== Extract ==
## BEGIN
I want to hold on the idea of like the relationship between capitalism and art for a
second here, because one of the things that really struck me when I was reading through
the Sarajevo example and I was thinking about, you know, Palestine and that context, like as
you made that connection. And when I was reading the book, I was thinking to myself, like,
is there a relationship between like war, explicit destruction, death, and the, you know, the breaking through of art, like the necessity of artistic production as a way of surviving as human beings, in contrast to capitalism and art, like this is just my idea here, where perhaps, you know, the explicit nature of war, like creates more a more explicit resistance or, like,
like a fertile ground for that self-expression to burst forth, as I'm saying, but under late
capitalism, there's kind of like this slow choking, stifling effect on people while
repeating the mantra, you know, that everyone's free and like we have all these like amazing
ability to do all these things. And then also all the while like, you know, we were just talking
about like people are actually engaging in all sorts of creative expression, but perhaps I guess
what I'm getting at, it's not given any value.
You know, it's not, the story, the narrative isn't there and it's not attributed to any
value in the same way. So I guess I'm trying to think about like, in an, maybe in an explicit
sense, like, if war does this, like, does capitalism effectively do, do the opposite? I don't
know. Do you have any thoughts on that idea? You know, the thing that really strikes me about
what happened in Sarajevo and what's happened in Gaza is this idea.
## END
== Provided material ==
## BEGIN
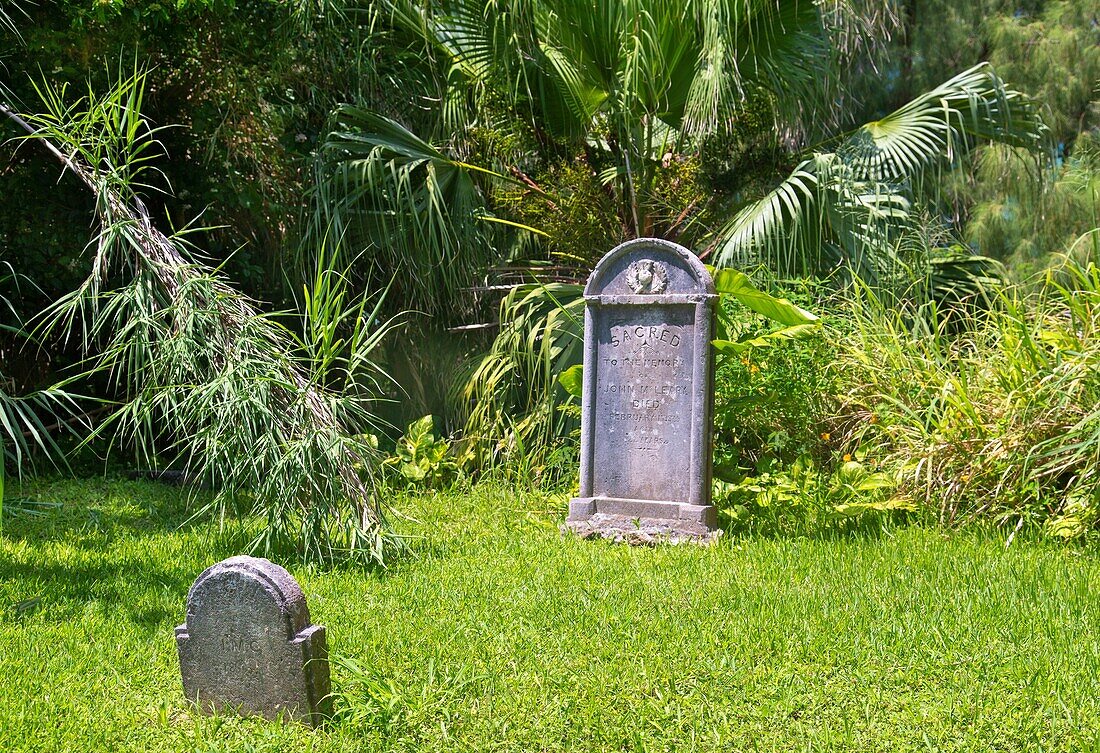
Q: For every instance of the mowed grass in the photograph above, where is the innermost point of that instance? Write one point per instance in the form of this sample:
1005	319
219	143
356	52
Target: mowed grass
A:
501	634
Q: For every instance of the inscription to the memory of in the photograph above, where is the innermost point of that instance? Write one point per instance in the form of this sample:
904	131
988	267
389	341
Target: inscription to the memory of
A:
642	380
646	405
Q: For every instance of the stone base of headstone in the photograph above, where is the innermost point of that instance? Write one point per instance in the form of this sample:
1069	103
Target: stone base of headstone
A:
641	521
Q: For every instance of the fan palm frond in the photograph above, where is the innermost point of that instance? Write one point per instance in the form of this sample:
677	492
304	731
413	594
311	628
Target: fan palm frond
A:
847	208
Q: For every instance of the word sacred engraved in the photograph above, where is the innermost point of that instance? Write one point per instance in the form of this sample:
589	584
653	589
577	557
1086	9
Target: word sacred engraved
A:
641	336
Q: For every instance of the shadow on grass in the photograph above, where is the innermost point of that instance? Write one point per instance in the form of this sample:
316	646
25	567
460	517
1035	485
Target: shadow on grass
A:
782	524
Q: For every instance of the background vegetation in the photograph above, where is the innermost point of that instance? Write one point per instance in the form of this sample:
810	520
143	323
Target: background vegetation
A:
909	170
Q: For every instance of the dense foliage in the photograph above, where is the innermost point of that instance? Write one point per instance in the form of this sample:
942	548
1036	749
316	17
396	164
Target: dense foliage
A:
465	163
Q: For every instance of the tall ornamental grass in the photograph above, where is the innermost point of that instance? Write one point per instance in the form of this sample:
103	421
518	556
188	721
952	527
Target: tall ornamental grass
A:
986	414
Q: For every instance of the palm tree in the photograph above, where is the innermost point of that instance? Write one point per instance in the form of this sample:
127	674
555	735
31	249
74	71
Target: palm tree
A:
625	85
851	207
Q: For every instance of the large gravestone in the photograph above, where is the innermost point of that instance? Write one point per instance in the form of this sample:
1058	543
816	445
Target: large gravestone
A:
647	396
248	645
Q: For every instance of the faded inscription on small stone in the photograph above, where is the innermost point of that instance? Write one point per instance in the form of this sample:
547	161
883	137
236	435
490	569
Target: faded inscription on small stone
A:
248	645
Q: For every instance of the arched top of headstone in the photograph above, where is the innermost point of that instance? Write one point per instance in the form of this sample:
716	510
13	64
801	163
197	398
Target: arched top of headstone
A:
249	584
649	266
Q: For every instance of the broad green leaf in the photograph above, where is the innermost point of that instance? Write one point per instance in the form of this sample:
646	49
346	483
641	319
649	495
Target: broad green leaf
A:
572	379
738	346
738	286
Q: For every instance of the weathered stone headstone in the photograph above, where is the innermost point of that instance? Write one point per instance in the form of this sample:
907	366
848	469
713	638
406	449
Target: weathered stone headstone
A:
647	396
248	645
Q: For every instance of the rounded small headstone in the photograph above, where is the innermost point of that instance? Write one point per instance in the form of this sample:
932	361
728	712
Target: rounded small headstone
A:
647	396
248	645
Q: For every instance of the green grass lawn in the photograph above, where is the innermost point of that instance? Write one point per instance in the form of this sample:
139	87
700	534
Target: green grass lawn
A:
501	634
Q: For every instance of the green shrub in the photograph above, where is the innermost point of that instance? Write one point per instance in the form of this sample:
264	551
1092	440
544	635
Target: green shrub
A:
773	405
1000	421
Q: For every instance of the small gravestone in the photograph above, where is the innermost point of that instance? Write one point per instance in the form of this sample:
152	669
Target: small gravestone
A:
647	397
248	645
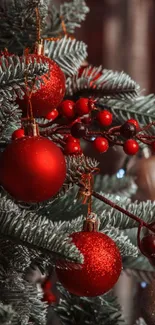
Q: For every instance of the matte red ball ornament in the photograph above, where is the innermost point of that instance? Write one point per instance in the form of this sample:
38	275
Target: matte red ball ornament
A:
51	116
72	148
82	106
101	144
131	147
101	269
66	108
135	122
51	92
32	169
18	134
104	118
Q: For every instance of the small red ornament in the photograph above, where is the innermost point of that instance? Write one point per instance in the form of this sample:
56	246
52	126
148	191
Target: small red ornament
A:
101	269
18	134
101	144
52	115
147	245
67	108
135	122
32	169
51	92
72	148
104	118
83	106
131	147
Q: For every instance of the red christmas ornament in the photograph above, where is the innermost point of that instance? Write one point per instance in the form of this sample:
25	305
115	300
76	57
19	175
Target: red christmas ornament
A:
104	118
131	147
48	296
83	106
101	269
52	115
147	245
135	122
18	134
101	144
72	148
32	169
67	108
51	92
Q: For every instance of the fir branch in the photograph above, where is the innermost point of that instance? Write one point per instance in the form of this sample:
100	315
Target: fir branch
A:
18	28
68	53
36	232
72	13
6	314
82	310
141	109
99	83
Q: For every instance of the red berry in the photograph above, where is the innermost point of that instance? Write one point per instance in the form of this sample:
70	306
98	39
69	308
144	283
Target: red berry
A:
131	147
101	144
67	108
104	118
72	148
18	134
69	138
135	122
52	115
147	245
82	106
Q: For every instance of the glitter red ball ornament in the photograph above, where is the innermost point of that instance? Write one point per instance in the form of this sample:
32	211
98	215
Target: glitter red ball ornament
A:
51	91
101	144
104	118
131	147
32	169
101	269
72	148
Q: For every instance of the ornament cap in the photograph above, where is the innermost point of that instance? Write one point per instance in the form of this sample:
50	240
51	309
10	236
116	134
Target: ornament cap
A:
30	127
92	223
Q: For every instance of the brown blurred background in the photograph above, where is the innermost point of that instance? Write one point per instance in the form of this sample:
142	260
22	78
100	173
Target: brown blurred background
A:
121	36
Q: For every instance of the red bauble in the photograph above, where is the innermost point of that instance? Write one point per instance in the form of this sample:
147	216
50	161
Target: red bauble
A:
67	108
52	115
101	144
32	169
131	147
147	245
135	122
101	269
18	134
104	118
51	92
83	106
72	148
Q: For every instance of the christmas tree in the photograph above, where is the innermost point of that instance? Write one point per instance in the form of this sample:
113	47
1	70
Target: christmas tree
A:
55	213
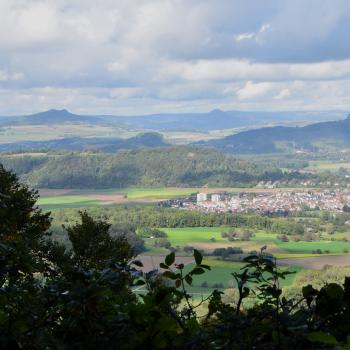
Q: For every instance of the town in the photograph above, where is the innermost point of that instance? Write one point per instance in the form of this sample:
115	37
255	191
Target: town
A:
265	202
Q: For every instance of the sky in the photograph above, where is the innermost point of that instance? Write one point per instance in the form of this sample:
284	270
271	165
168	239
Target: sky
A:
151	56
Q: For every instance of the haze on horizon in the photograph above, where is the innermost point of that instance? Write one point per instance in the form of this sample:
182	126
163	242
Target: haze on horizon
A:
151	56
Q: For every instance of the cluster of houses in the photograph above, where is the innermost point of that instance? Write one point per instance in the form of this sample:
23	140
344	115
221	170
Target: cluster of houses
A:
267	202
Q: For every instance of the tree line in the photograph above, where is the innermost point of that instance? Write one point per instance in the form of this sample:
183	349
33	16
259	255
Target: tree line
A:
86	296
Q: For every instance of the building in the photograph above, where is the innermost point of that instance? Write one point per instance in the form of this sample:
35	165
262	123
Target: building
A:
215	198
201	197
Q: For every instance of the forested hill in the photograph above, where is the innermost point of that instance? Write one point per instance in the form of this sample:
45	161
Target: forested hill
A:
201	121
105	144
171	166
314	137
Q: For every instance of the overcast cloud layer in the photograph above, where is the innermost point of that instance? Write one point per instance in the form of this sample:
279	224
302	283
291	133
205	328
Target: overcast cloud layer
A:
149	56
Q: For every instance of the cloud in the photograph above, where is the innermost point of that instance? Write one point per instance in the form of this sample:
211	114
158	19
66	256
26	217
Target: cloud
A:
251	90
149	55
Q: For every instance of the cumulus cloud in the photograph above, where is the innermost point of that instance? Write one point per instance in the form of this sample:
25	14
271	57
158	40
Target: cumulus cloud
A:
143	56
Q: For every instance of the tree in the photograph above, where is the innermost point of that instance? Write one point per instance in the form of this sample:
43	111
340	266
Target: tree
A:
23	229
93	246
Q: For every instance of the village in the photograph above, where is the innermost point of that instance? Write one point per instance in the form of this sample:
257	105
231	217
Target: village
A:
266	202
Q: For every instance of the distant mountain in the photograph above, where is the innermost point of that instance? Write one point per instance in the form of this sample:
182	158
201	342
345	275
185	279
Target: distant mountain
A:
202	122
52	116
109	144
314	137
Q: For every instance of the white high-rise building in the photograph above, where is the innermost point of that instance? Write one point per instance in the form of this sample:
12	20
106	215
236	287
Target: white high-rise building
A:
201	197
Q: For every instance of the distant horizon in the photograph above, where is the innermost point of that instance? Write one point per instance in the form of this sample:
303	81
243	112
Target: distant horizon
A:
179	112
152	57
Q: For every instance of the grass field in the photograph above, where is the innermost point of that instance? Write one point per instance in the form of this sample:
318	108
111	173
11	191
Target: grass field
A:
83	198
325	165
209	238
221	273
52	199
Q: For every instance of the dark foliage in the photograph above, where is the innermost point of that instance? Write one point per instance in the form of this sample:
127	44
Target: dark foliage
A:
92	296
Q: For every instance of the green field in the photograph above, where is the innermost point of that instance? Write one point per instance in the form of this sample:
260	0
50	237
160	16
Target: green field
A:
325	165
209	238
221	273
67	201
87	198
96	197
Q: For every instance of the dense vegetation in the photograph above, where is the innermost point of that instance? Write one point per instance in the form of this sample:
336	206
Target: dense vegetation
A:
176	166
105	144
314	138
52	297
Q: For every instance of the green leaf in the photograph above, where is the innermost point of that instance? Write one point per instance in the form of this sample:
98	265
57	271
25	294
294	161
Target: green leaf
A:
138	263
188	279
207	267
169	259
169	274
140	283
323	338
198	257
197	271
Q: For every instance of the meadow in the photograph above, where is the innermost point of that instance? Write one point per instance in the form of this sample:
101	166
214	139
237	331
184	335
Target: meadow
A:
209	238
326	165
49	199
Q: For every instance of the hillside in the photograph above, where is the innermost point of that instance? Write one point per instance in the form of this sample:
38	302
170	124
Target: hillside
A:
171	166
323	136
205	121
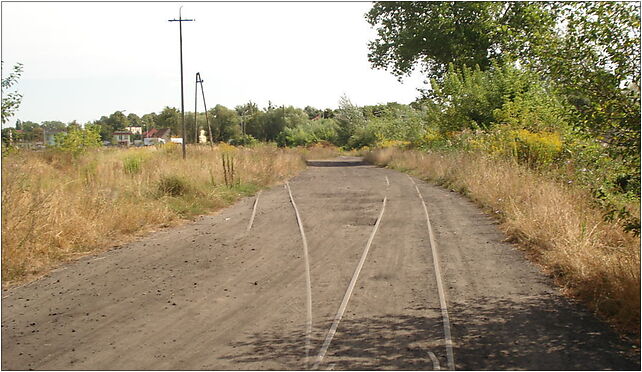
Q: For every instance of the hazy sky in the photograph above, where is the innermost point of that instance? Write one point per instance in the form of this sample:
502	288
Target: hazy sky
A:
84	60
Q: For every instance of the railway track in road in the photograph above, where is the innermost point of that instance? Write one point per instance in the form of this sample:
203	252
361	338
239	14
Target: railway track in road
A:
283	281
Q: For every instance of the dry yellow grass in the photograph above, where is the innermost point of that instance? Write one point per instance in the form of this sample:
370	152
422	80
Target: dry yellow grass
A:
593	260
55	208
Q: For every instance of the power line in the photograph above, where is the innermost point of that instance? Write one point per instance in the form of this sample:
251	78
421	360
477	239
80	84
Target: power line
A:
180	21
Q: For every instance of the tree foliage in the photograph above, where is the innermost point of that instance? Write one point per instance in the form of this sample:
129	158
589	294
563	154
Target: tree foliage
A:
10	99
78	140
435	33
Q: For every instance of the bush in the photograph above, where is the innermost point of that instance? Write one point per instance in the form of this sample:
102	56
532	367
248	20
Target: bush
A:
172	185
310	132
76	141
244	140
132	165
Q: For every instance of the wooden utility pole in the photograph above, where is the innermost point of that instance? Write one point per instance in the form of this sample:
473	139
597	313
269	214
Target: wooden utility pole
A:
180	21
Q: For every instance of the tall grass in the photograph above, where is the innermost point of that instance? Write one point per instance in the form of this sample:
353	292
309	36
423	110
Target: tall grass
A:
593	260
56	207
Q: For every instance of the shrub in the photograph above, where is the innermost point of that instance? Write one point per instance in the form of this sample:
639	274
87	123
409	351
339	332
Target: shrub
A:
172	185
244	140
132	165
76	141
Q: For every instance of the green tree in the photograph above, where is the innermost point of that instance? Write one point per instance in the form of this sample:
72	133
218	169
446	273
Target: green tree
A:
170	117
350	119
225	123
312	112
78	140
10	99
595	61
433	34
53	124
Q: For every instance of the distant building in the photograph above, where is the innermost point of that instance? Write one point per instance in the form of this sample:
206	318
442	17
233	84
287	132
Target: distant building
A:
49	135
157	135
122	138
135	130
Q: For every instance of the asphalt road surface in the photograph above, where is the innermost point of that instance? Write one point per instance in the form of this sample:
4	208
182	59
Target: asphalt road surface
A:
362	291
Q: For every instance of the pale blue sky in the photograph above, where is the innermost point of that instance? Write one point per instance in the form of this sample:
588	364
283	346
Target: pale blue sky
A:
84	60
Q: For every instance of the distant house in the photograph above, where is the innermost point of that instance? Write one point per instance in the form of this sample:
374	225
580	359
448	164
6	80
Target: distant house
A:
49	135
135	130
122	138
157	135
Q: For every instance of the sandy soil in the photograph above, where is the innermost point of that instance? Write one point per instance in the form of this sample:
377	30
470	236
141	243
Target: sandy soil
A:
211	295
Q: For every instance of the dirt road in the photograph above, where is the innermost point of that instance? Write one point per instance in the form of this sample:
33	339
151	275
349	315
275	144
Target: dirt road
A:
213	295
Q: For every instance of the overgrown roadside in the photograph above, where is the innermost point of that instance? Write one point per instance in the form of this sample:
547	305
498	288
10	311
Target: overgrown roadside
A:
593	260
58	207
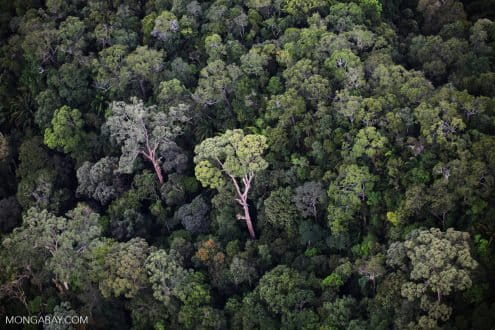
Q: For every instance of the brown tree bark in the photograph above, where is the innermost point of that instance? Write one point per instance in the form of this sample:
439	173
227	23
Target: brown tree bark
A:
243	201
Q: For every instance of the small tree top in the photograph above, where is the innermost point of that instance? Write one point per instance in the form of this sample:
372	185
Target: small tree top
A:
233	152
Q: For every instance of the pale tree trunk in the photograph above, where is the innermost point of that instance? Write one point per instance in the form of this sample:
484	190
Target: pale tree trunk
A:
243	201
150	154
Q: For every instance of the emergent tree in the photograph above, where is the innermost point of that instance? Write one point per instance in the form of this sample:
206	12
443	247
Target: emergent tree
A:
235	155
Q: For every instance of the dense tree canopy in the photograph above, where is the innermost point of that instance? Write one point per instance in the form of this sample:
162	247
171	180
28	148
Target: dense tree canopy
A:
259	164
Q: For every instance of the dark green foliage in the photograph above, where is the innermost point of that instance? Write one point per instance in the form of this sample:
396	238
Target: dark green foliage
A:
355	139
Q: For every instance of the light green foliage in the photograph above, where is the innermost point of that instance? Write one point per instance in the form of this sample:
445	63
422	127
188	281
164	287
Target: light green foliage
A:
233	153
66	131
123	268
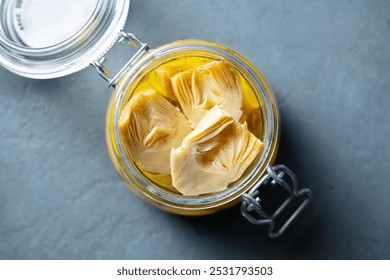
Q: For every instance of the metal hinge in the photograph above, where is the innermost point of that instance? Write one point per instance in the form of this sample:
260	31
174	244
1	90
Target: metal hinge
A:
135	42
252	210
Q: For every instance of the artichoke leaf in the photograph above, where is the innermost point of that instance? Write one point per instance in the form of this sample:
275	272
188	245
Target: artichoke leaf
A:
214	154
200	89
149	126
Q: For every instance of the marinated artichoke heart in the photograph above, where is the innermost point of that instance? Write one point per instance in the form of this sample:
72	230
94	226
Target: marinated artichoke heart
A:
149	127
199	90
161	79
215	154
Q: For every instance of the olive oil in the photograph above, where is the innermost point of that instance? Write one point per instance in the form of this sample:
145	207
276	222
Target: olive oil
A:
159	79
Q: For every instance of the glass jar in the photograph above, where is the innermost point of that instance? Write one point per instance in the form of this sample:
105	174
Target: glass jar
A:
152	192
85	40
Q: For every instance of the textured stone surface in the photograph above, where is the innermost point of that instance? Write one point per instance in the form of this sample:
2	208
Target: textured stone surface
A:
329	65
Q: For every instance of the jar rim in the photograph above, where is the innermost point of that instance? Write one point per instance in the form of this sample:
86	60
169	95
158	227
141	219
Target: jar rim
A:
209	201
96	35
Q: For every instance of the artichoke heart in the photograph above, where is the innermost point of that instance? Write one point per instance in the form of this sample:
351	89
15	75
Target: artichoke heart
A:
149	127
162	75
199	90
214	154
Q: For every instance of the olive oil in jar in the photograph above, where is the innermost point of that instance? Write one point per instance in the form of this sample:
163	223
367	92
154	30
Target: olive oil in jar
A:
159	79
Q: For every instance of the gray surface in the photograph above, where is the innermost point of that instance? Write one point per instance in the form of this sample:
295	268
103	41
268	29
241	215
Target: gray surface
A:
329	65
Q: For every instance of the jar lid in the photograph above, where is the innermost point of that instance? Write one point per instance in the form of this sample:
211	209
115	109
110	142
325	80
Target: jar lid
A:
52	38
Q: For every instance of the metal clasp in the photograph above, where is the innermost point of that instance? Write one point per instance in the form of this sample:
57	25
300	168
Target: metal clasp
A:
252	210
135	42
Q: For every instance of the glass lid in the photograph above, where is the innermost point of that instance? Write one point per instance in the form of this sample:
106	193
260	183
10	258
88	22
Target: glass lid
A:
52	38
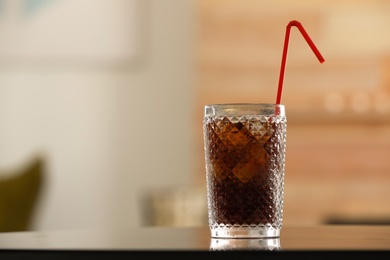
## END
== Tasks to complete ==
• 1. In the transcript on capitalism and art, what effect on people does the speaker attribute to late capitalism?
• 2. Reproduce the transcript on capitalism and art word for word, starting at "You know, it's" and ending at "is this idea.".
Answer using only the text, not the data.

== Task-by-task answers ==
• 1. A slow choking, stifling effect.

• 2.
You know, it's not, the story, the narrative isn't there and it's not attributed to any
value in the same way. So I guess I'm trying to think about like, in an, maybe in an explicit
sense, like, if war does this, like, does capitalism effectively do, do the opposite? I don't
know. Do you have any thoughts on that idea? You know, the thing that really strikes me about
what happened in Sarajevo and what's happened in Gaza is this idea.